# Work required
Can you return, word for word, the portion of the passage on measuring variables that opens with the words containing "Capital Capital stock" and closes with "Industrial soot (t)"?

# Text shown
3.2 Measurements of variables and descriptions

3.2.1 Dependent variable

Accurate measurement of the DE index at the city level is conducive to obtaining an objective and comprehensive grasp of the level of development of the DE. Some studies have built a digital economy index system based on the development of informatization, i.e., Internet digital transactions. Based on this research, we measured the digital economy using broadband penetration, the number of computer and software employees, total telecommunication services per capita, and mobile phone penetration in light of the availability of relevant data. We used principal component analysis to normalize the above four indicators in order to obtain the DE index.
GTFP contains both expected and non-desired indicators. In terms of the indicators for each input, labor input in this study was measured in terms of the number of employees per unit. Referring to the existing research, this study measured capital investment by using the capital stock of fixed assets estimated by the perpetual inventory method (Zhang, 2008). The indicators of expected and unexpected outputs are shown in Table 1.
Table 1 Input and output indicators and descriptions
First indices Second indices Description
Input Labor Employees of the unit (104 persons)
Capital Capital stock of fixed assets (104 yuan)
Energy Electricity consumption in the
society (104 kWh)
Expected output Economic output Regional GDP (104 yuan)
Environmental contamination Industrial wastewater (104 t)
Industrial SO2 (t)
Industrial soot (t)
With the increasing prominence of environmental constraints, researchers have begun to incorporate environmental constraints into the system of indicators for measuring TFP (Chen et al., 2022b). To this end, in addition to capital and labor inputs, energy consumption has been increased to reflect the constraints of environmental resources on economic growth. There are many methods for measuring GTFP, such as Data Envelopment Analysis (DEA), Solow Growth Accounting (SGA), Stochastic Frontier Analysis (SFA), and the production function method (Wang et al., 2021b). Based on existing research, we calculated GTFP using the SBM-GML model.

# Coordinate annotation records
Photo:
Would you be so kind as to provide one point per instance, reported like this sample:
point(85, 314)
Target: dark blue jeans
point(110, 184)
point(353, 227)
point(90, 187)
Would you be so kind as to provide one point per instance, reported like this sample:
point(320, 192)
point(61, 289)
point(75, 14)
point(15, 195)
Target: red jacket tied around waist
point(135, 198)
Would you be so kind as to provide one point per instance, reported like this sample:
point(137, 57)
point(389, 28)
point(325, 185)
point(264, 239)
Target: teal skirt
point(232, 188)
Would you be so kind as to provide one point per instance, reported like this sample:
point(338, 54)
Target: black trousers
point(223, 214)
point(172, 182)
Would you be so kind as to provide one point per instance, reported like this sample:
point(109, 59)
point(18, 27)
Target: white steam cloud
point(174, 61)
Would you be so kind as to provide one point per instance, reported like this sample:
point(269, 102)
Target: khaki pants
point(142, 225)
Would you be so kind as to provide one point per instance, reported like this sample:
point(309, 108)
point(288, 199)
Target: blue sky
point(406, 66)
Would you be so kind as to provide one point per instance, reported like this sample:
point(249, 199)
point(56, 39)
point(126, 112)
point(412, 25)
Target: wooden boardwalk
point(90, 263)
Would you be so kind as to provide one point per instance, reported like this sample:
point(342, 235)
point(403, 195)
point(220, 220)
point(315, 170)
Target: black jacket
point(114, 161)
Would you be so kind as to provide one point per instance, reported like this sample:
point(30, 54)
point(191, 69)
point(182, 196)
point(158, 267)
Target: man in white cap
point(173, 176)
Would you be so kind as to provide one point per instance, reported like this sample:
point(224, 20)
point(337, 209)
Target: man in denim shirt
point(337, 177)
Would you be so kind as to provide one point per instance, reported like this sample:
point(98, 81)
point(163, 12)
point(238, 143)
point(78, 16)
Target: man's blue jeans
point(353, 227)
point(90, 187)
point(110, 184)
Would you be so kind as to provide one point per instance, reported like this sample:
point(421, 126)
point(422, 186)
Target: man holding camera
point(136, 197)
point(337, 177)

# Complete response
Capital Capital stock of fixed assets (104 yuan)
Energy Electricity consumption in the
society (104 kWh)
Expected output Economic output Regional GDP (104 yuan)
Environmental contamination Industrial wastewater (104 t)
Industrial SO2 (t)
Industrial soot (t)